**Aim:**
Reproduce exactly the line in which "blazer in the picture above?" occurs and all the lines after it, ending with the last line.

+---+

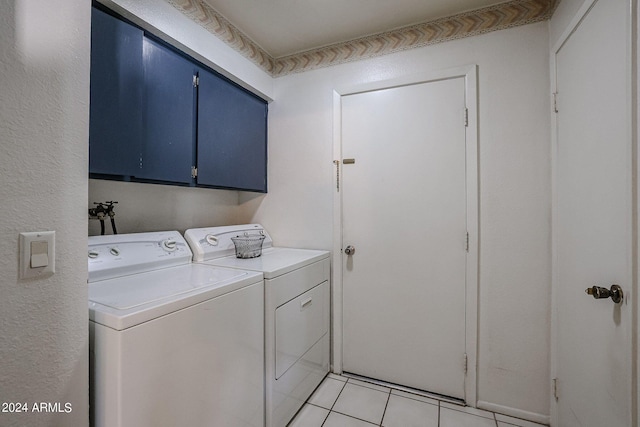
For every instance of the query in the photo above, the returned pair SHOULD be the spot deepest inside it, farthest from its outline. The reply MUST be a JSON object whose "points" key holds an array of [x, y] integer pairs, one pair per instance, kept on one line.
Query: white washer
{"points": [[296, 312], [172, 343]]}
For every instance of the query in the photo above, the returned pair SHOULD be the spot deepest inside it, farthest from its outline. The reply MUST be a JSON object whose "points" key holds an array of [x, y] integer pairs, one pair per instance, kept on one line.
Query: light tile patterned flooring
{"points": [[346, 402]]}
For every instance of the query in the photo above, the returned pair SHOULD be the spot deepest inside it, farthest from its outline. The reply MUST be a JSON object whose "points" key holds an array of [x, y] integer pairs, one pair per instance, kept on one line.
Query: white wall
{"points": [[146, 207], [149, 207], [514, 178], [44, 87]]}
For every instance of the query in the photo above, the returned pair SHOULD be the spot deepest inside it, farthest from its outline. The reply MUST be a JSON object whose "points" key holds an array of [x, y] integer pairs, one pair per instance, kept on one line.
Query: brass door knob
{"points": [[598, 292]]}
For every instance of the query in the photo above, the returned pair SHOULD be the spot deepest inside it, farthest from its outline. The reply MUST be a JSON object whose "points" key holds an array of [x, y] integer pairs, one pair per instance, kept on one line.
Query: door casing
{"points": [[471, 303]]}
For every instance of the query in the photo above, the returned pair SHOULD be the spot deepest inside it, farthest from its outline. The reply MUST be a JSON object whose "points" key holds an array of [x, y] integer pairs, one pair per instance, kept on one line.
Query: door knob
{"points": [[598, 292]]}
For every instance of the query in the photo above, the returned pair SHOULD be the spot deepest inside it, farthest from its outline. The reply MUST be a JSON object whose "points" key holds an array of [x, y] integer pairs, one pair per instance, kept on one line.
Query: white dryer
{"points": [[296, 312], [172, 343]]}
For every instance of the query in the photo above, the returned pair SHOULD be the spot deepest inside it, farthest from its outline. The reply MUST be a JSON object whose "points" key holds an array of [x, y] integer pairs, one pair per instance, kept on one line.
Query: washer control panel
{"points": [[123, 254]]}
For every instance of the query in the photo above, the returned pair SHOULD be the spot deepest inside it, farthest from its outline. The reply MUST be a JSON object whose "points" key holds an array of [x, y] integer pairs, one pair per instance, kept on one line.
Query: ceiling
{"points": [[287, 27]]}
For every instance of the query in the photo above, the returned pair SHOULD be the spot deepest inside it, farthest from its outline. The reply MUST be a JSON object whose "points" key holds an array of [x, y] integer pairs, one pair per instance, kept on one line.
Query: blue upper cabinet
{"points": [[232, 135], [115, 130], [151, 121], [169, 118]]}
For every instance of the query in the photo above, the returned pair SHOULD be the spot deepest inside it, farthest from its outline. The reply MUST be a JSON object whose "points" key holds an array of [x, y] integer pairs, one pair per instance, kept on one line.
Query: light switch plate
{"points": [[37, 249]]}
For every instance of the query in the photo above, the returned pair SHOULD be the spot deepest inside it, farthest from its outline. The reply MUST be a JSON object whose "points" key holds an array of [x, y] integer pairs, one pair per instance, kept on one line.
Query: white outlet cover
{"points": [[26, 240]]}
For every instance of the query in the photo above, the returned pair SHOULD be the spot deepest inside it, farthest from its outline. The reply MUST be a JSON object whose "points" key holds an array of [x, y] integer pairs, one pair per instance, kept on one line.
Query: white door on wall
{"points": [[404, 207], [593, 220]]}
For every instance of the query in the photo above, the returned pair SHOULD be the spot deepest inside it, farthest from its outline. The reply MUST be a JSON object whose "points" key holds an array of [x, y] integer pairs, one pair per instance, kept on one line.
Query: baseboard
{"points": [[517, 413]]}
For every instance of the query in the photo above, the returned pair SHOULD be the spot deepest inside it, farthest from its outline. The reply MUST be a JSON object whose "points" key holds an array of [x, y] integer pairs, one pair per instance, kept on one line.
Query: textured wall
{"points": [[150, 207], [44, 97], [514, 179]]}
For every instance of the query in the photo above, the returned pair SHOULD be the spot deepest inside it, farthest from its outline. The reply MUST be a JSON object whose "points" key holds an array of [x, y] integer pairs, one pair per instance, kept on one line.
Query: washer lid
{"points": [[273, 262], [127, 301]]}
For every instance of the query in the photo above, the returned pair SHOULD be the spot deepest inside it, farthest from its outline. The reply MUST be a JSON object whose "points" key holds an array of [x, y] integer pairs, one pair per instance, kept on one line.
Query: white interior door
{"points": [[593, 220], [405, 212]]}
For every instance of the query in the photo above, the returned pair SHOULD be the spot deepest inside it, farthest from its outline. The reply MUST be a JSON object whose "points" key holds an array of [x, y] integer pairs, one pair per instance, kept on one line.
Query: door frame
{"points": [[469, 73], [632, 125]]}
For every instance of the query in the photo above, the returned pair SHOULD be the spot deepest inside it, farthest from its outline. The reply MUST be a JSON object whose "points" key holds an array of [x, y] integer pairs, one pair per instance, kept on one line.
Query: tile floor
{"points": [[346, 402]]}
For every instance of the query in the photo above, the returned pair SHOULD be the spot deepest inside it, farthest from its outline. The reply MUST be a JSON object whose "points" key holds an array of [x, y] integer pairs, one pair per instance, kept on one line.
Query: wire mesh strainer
{"points": [[248, 246]]}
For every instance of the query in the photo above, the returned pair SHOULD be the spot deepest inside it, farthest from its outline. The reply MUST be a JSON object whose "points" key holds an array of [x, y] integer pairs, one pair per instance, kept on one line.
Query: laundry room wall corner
{"points": [[44, 346]]}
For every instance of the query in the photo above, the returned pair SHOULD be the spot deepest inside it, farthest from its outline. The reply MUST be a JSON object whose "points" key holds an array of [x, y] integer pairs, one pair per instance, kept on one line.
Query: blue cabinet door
{"points": [[232, 136], [169, 116], [115, 129]]}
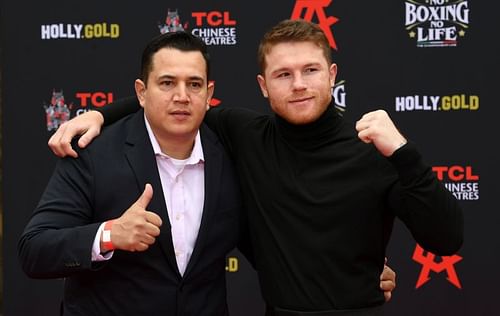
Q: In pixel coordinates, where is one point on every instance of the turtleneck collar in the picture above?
(312, 134)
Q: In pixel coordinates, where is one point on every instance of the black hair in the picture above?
(180, 40)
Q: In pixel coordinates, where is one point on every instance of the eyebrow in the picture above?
(191, 78)
(288, 69)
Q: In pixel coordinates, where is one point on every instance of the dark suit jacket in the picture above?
(100, 185)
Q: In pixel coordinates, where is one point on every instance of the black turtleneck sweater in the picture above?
(321, 206)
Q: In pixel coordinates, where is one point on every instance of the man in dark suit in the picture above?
(141, 223)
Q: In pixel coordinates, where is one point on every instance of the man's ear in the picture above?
(210, 92)
(333, 74)
(140, 91)
(262, 83)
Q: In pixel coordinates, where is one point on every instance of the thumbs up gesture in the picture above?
(137, 228)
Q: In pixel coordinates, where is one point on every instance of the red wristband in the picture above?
(106, 236)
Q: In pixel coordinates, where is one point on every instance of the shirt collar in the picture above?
(196, 154)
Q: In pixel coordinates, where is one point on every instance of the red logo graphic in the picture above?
(316, 7)
(214, 101)
(429, 264)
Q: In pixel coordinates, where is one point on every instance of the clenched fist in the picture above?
(376, 127)
(137, 228)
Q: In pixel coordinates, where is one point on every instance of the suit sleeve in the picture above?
(119, 109)
(57, 240)
(427, 208)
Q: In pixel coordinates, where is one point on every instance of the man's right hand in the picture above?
(88, 125)
(137, 228)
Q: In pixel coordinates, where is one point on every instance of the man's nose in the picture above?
(181, 93)
(298, 82)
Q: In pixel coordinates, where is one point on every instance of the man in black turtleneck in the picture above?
(321, 193)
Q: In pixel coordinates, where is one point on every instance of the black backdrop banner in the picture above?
(432, 64)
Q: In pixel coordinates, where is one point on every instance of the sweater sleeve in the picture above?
(421, 201)
(230, 124)
(119, 109)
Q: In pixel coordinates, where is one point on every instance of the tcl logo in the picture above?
(97, 99)
(455, 173)
(213, 18)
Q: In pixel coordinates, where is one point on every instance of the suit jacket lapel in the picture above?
(140, 155)
(213, 170)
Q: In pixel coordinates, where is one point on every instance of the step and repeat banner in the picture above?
(432, 64)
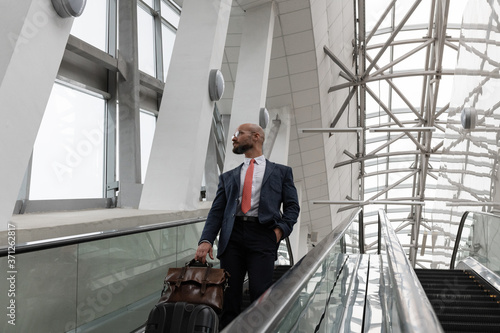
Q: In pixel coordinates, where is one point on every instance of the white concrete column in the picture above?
(252, 74)
(276, 145)
(175, 171)
(32, 41)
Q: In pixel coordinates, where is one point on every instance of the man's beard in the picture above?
(241, 149)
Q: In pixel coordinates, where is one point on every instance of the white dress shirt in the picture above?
(258, 175)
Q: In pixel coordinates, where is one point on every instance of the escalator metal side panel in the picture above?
(353, 300)
(472, 264)
(375, 319)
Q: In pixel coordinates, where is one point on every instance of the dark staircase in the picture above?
(463, 302)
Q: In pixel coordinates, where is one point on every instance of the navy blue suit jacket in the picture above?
(277, 188)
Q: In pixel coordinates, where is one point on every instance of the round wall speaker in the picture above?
(68, 8)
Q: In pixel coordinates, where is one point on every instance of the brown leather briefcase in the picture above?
(195, 283)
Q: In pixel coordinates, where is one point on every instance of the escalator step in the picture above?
(443, 279)
(468, 318)
(476, 327)
(441, 304)
(464, 297)
(461, 291)
(442, 286)
(462, 310)
(440, 271)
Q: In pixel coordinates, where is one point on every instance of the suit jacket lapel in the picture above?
(269, 170)
(237, 174)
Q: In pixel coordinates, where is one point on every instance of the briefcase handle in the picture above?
(196, 263)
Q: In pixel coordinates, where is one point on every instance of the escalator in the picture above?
(463, 301)
(108, 282)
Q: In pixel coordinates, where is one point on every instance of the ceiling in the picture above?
(390, 64)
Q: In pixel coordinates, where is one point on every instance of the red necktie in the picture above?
(247, 189)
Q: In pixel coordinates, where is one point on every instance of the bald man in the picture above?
(250, 229)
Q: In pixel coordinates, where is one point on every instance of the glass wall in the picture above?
(107, 285)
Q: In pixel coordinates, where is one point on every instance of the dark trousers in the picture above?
(252, 248)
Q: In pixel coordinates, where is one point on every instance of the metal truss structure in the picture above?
(405, 59)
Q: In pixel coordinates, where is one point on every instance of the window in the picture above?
(148, 126)
(91, 25)
(145, 30)
(68, 155)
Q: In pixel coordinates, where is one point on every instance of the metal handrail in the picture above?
(93, 236)
(457, 240)
(265, 314)
(412, 303)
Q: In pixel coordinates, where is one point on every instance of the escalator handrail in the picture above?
(415, 310)
(93, 236)
(265, 314)
(457, 239)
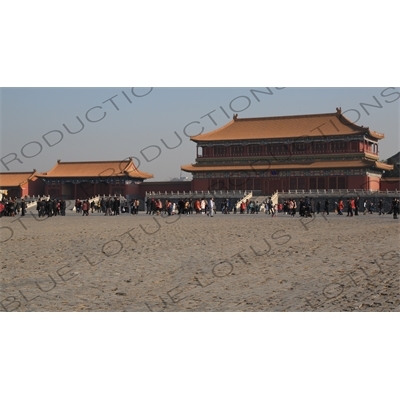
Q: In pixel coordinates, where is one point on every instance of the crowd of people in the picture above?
(45, 207)
(305, 208)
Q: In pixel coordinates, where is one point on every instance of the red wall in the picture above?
(390, 184)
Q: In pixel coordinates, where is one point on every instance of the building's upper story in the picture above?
(299, 135)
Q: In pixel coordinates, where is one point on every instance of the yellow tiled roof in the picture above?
(286, 127)
(96, 169)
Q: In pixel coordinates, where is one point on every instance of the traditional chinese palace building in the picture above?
(321, 151)
(20, 184)
(72, 180)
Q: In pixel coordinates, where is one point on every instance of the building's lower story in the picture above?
(269, 179)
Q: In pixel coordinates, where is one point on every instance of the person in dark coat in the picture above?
(23, 207)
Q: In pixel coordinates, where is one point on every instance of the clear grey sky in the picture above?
(135, 122)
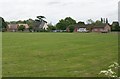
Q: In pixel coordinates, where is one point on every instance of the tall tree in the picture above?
(107, 20)
(101, 20)
(90, 21)
(64, 23)
(3, 25)
(115, 26)
(40, 18)
(21, 28)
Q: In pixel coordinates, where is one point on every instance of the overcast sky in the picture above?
(54, 10)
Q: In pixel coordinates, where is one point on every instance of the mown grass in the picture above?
(58, 54)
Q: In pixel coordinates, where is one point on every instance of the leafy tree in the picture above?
(51, 27)
(106, 20)
(71, 28)
(21, 28)
(64, 23)
(90, 21)
(98, 22)
(40, 18)
(115, 26)
(3, 25)
(81, 23)
(31, 24)
(101, 20)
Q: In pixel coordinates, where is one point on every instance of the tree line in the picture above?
(61, 25)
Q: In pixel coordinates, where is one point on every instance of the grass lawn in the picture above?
(58, 54)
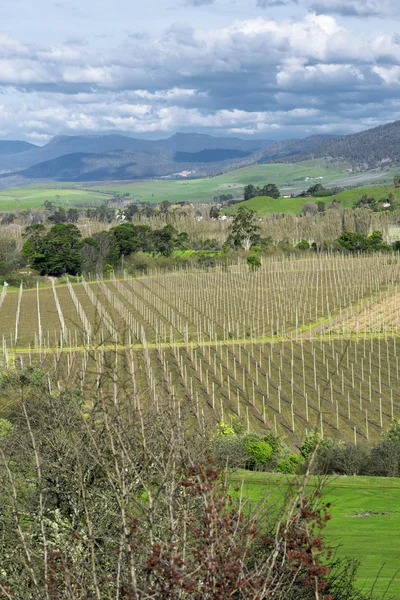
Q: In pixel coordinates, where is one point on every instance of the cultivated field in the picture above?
(278, 347)
(33, 196)
(290, 178)
(365, 516)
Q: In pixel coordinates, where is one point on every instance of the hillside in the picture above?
(132, 164)
(264, 205)
(293, 147)
(99, 144)
(8, 147)
(373, 148)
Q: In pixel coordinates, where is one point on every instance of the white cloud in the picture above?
(358, 8)
(253, 76)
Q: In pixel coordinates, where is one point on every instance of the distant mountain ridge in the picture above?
(98, 144)
(14, 147)
(372, 148)
(117, 156)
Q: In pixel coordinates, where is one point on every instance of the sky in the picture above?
(270, 69)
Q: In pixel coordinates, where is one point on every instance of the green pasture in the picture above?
(355, 530)
(290, 178)
(203, 190)
(264, 205)
(33, 196)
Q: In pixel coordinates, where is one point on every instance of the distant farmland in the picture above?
(300, 344)
(289, 177)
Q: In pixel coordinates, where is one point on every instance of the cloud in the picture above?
(272, 3)
(357, 8)
(199, 2)
(275, 78)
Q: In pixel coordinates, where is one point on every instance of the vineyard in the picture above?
(298, 344)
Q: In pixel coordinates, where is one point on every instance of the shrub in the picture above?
(291, 464)
(303, 245)
(259, 451)
(254, 262)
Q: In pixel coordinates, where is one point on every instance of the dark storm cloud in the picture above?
(261, 76)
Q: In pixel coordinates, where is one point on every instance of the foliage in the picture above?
(55, 252)
(303, 245)
(244, 228)
(254, 262)
(291, 464)
(359, 242)
(116, 502)
(258, 450)
(270, 190)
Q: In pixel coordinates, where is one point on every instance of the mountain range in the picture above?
(120, 157)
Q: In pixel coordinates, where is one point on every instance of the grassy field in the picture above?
(302, 343)
(265, 205)
(33, 196)
(374, 539)
(289, 178)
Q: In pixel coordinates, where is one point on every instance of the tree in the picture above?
(249, 192)
(214, 212)
(164, 207)
(271, 190)
(310, 208)
(55, 252)
(59, 216)
(244, 228)
(254, 262)
(314, 189)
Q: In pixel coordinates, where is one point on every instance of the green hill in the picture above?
(264, 205)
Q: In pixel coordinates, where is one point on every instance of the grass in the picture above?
(33, 196)
(264, 205)
(289, 178)
(374, 539)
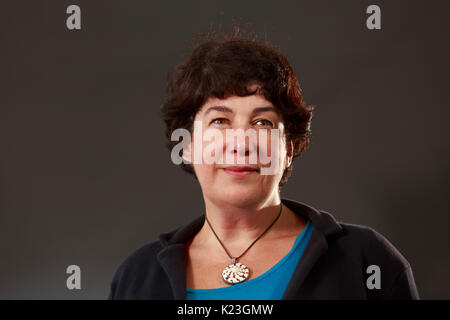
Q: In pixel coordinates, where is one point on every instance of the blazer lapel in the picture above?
(316, 247)
(173, 260)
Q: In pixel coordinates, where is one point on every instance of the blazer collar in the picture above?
(172, 256)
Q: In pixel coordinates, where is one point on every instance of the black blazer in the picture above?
(333, 265)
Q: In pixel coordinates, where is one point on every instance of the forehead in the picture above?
(236, 104)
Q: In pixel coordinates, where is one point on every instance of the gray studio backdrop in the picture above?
(85, 175)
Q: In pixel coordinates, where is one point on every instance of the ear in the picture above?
(289, 154)
(187, 152)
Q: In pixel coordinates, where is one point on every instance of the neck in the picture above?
(240, 223)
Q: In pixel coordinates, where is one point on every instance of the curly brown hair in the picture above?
(224, 65)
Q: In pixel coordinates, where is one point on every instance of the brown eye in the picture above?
(219, 121)
(264, 123)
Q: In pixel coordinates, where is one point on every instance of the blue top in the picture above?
(268, 286)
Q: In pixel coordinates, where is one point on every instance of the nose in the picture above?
(241, 143)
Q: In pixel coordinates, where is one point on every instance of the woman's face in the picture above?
(252, 165)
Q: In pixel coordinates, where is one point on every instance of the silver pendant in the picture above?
(235, 273)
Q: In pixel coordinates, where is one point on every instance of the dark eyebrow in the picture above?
(218, 108)
(226, 109)
(264, 109)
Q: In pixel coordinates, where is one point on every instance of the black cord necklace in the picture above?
(237, 272)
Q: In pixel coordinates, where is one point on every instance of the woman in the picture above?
(250, 244)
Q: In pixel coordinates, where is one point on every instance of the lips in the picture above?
(240, 171)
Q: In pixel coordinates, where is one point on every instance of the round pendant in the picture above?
(235, 273)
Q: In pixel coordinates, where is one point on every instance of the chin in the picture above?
(242, 196)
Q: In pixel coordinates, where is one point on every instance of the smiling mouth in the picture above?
(240, 171)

+---+

**Full response:**
Q: In pixel coordinates, where is one point on every instance of the black blazer in the picture above?
(333, 265)
Q: In pixel coordinates, where is one point on every instance of the forehead in the picture above?
(236, 104)
Q: In pixel coordinates, where is one point on every instance of the gray studio backdrop in the picture above?
(85, 175)
Q: In pixel coordinates, where is one point on every instance of the ear in the picture above?
(289, 154)
(187, 152)
Q: In pixel coordinates, where is one point on every instance of the neck in the picture above?
(240, 223)
Q: In pixel coordinates, where is one point on every instance of the curly brown hair in the picture above?
(224, 65)
Q: In pixel coordinates, where is one point on every instance of the brown eye in the picture above?
(219, 121)
(264, 123)
Q: In pixel coordinates, where is one point on every instance of the blue top in the picture above?
(268, 286)
Q: In pixel coordinates, where is one point on every instance of the nose in the picture above?
(241, 143)
Q: In pixel coordinates, where is one point on every instance of the woman's face in the picture above?
(252, 165)
Q: In pixel coordinates, where is one point on every instance of the silver pendant in the picture above?
(235, 273)
Q: In pixel coordinates, where is one point on every instance of the dark eyebrow in the picture above?
(218, 108)
(226, 109)
(264, 109)
Q: In pixel coordinates, where is one point on every instance of the black cord necklace in the picture above?
(237, 272)
Q: In pixel coordinates, where is one point on every instance of the woman in the picture above?
(250, 244)
Q: In pixel coordinates, where is one point on every instance of the lips in the picture above?
(240, 171)
Q: In pixel coordinates, where is one point on every instance of the round pendant in the picture above?
(235, 273)
Q: In pixel coordinates, where is one point on every instance of the chin in the picture above?
(242, 196)
Q: In pixel coordinates, where is one point on every instance of the smiling mouth in the picture above?
(240, 171)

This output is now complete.